TASKS:
1. Duplicate the part of the text on private mail and invisible ink that opens with the words containing "You can add" and closes with "hard to find.".
2. In the text on private mail and invisible ink, what happens to phenolphthalein solution in the presence of a base?

For text communications you can use the United States Postal Service (you can drop a letter off at a mailbox with no return address). You can send optical disks, SD memory cards, etc. through the mail as well. While it certainly is possible to surreptitiously open and read your snail mail as demonstrated by the CIA Flaps and Seals Manual, you’ll be able to reclaim your privacy through the sheer impracticality of opening so many envelopes passing through the postal system. Scooping up electronic communications en masse is easy. Intercepting and opening a physical envelope is a little bit harder.
You can add an additional level of privacy using chemistry. There are a number of chemicals that you can use for invisible ink. If you recall my DIY Titration Lab Ware article, you’ll remember that phenolphthalein solution turns pink in the presence of a base. You can thus write a message--for example, the GPS coordinates of your USB dead drop--using a water color brush and ordinary soda water. Then send your invisible message to your friend via us mail. Your friend brushes phenolphthalein solution on your message turning your soda water GPS coordinates pink. Phenolphthalein used to be used as a laxative, but it was discovered that it allegedly causes cancer so nowadays it’s pretty hard to find.

PROVIDED DATA:
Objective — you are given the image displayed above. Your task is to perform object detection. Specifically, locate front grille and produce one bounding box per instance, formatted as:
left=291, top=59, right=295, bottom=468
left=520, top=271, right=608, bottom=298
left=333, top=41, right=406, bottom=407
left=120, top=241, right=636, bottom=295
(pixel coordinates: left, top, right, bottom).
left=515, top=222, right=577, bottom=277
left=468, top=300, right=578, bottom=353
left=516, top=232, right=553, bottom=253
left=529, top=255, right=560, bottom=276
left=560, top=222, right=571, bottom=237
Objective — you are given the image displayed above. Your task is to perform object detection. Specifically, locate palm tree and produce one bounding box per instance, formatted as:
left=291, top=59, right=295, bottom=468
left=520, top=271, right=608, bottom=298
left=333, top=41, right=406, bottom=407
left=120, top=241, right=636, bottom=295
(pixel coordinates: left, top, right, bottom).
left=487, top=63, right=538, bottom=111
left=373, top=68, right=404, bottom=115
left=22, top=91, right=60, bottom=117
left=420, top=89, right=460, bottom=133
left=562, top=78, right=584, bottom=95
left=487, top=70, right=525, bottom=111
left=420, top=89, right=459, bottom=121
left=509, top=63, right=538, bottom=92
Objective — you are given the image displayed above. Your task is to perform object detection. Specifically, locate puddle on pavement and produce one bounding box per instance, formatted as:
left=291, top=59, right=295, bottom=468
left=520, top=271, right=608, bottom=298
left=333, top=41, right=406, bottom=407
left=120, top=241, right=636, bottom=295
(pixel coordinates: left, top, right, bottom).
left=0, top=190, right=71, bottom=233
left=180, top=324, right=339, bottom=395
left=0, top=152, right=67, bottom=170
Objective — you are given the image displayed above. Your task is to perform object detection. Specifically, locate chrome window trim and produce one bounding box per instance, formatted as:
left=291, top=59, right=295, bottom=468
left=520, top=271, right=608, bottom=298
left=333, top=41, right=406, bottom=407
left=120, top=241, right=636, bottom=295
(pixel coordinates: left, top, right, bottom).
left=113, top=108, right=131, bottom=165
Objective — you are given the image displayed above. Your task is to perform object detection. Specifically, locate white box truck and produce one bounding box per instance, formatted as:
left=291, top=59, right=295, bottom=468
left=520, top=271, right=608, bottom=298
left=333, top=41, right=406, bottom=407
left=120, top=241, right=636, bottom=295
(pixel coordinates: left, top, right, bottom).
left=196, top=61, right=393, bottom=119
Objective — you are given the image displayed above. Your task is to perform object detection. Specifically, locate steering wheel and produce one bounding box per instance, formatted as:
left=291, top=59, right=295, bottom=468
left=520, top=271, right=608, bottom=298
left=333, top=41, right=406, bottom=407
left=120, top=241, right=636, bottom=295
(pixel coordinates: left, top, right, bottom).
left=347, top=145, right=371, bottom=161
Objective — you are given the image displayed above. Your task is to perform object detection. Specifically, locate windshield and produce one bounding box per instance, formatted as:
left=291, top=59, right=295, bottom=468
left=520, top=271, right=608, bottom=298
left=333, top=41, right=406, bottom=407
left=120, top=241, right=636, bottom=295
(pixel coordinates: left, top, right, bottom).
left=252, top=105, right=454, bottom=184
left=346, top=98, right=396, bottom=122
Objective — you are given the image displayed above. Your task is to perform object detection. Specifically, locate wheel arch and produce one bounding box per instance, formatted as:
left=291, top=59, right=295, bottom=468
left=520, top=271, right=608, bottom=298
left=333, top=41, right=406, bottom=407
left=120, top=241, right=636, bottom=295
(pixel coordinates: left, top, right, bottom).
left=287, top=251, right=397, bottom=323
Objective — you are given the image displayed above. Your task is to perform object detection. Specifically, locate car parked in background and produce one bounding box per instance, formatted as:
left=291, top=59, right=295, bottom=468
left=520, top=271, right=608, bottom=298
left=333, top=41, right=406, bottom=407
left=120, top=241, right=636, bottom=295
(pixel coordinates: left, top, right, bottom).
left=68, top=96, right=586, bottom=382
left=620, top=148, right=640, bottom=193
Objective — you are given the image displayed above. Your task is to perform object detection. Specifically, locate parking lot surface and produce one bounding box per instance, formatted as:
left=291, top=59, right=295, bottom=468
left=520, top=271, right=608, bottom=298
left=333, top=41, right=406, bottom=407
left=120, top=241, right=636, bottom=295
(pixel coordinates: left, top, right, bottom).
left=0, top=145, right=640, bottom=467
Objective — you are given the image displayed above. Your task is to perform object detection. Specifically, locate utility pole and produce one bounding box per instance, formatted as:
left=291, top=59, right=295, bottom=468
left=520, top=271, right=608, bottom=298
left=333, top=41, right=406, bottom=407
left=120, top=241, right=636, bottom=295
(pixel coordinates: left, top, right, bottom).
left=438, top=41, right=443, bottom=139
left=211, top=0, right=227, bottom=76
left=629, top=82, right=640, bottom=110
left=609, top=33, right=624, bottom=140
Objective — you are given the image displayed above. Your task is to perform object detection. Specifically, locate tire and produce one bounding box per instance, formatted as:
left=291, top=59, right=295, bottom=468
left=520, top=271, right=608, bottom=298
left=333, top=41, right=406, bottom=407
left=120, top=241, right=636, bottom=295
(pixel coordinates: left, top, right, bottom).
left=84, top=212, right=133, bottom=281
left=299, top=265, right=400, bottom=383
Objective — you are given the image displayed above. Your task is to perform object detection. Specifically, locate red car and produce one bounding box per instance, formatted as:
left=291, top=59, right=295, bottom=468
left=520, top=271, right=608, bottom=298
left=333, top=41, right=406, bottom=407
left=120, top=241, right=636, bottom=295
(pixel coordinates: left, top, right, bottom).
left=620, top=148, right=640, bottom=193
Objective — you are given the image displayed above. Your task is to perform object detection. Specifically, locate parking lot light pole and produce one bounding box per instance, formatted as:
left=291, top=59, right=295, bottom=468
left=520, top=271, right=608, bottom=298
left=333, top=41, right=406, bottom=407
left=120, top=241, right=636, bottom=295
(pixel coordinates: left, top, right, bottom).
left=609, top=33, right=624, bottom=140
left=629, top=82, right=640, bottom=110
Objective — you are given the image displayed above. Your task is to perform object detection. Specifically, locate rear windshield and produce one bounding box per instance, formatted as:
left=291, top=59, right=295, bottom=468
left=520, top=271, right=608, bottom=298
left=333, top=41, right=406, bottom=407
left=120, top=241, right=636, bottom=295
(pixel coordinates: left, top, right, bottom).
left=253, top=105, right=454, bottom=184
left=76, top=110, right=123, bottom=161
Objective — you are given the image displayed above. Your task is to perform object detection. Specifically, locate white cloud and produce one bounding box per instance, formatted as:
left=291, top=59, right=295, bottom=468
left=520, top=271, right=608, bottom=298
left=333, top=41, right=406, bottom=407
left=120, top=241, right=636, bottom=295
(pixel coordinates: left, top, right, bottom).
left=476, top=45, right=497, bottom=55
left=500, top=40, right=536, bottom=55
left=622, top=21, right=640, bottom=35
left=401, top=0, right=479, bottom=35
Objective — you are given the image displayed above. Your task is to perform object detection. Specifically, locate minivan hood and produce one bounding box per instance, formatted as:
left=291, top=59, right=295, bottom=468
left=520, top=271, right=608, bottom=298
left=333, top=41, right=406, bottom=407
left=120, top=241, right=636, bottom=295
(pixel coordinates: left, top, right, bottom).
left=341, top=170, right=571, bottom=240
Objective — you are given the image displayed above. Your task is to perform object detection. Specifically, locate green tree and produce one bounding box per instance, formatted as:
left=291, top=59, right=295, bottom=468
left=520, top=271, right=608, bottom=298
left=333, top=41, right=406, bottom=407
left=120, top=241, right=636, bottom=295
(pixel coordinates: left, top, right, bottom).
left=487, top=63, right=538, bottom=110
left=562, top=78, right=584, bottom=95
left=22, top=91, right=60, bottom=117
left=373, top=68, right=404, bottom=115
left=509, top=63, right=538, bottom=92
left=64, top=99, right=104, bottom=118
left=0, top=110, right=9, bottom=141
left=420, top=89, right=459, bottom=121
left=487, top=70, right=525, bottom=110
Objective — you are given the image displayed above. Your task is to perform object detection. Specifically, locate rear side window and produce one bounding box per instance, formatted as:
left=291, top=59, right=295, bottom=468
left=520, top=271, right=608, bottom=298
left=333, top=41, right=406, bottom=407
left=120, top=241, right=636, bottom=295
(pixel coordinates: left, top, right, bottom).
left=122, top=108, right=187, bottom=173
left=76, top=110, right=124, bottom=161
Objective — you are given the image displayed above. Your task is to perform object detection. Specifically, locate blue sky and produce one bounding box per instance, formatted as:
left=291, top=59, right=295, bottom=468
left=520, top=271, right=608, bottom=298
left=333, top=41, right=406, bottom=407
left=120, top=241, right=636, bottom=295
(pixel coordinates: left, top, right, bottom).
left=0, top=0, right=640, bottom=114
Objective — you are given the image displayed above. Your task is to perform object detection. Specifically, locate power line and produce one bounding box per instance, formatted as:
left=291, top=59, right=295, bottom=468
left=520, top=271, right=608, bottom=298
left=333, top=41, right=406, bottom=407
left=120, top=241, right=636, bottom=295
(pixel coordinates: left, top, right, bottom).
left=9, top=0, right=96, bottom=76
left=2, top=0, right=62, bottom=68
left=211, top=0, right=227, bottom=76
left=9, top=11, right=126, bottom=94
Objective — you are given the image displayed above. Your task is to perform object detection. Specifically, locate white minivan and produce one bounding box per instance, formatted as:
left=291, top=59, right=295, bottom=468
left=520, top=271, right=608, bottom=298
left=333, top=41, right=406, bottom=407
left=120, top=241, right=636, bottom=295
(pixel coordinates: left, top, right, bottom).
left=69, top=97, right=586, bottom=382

ANSWERS BY ITEM:
1.
You can add an additional level of privacy using chemistry. There are a number of chemicals that you can use for invisible ink. If you recall my DIY Titration Lab Ware article, you’ll remember that phenolphthalein solution turns pink in the presence of a base. You can thus write a message--for example, the GPS coordinates of your USB dead drop--using a water color brush and ordinary soda water. Then send your invisible message to your friend via us mail. Your friend brushes phenolphthalein solution on your message turning your soda water GPS coordinates pink. Phenolphthalein used to be used as a laxative, but it was discovered that it allegedly causes cancer so nowadays it’s pretty hard to find.

2. It turns pink.